Required action.
Scan the entries that follow for the word "inside", then report every line in which it appears.

Study material.
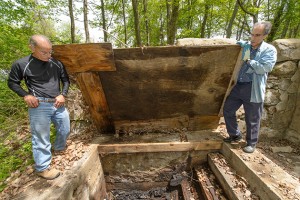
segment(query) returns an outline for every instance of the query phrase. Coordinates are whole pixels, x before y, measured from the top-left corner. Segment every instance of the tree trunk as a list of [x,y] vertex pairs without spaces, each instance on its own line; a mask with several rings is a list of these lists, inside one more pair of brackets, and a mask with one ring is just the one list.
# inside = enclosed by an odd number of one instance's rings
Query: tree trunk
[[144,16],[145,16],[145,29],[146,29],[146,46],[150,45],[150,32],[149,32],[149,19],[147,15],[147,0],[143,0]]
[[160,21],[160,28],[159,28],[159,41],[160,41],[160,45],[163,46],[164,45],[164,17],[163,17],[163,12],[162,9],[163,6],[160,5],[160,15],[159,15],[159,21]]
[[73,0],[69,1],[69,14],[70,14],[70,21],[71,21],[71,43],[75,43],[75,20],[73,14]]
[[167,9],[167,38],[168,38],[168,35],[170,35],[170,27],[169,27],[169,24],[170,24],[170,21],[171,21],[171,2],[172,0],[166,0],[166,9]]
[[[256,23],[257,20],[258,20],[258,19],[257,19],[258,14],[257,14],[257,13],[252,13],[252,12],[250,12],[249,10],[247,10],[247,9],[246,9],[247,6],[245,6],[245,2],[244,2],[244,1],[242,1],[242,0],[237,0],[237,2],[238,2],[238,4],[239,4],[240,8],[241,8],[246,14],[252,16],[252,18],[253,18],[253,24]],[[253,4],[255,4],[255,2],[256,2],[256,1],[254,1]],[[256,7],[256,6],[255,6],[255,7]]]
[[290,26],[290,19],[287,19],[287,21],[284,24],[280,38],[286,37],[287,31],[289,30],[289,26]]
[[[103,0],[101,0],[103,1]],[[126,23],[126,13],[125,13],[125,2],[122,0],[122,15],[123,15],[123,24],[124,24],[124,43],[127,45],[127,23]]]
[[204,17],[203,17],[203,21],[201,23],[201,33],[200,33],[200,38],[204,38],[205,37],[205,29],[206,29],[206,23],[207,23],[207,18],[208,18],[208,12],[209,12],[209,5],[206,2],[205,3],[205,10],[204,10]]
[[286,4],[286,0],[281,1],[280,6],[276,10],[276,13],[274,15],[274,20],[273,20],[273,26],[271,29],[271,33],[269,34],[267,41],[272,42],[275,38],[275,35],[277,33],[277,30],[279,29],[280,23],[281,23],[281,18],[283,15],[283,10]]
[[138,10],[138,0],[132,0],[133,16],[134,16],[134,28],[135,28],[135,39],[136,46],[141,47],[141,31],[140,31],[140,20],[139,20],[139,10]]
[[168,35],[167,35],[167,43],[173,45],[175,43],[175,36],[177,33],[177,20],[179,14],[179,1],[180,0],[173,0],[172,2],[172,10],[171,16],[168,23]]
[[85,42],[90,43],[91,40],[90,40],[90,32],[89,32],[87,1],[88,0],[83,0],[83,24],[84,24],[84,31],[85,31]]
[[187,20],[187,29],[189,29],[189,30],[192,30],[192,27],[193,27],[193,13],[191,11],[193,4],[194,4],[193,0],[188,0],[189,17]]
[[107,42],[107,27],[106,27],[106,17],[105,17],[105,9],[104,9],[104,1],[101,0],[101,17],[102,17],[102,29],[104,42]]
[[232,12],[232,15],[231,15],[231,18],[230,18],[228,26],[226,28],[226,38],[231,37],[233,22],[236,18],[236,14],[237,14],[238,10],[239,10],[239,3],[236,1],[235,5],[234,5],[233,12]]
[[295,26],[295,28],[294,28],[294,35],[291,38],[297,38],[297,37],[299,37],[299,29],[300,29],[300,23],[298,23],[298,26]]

==

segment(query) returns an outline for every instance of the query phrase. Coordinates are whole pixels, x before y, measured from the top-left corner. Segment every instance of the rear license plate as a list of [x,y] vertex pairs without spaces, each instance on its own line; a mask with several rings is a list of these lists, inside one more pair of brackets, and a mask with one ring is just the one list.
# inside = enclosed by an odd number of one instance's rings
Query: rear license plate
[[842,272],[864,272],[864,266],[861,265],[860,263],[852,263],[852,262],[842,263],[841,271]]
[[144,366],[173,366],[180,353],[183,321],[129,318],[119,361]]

Output of the exercise.
segment(query) returns an outline for every instance of the query phrase. Coordinates are whole pixels, x before y, measured from the top-left corner. Segment every instance of the tree trunk as a list of [x,y] vertex pairs without spaces, each instance on its own line; a mask with several rings is a list of these lists, inside one more pair of brackets, and a mask with one ring is just the one list.
# inside = enclosed by an odd number of one instance's rings
segment(query) returns an outline for every instance of the query phrase. Coordinates are whole pixels, x before y, measured from the top-left corner. Segment every instance of the rear license plate as a list of [x,y] vertex pairs without spaces, each instance on its own line; a mask with several rings is a list of these lists, inside one more pair of brackets, and a mask with one ring is just the one list.
# inside = enclosed by an odd number of one instance's rings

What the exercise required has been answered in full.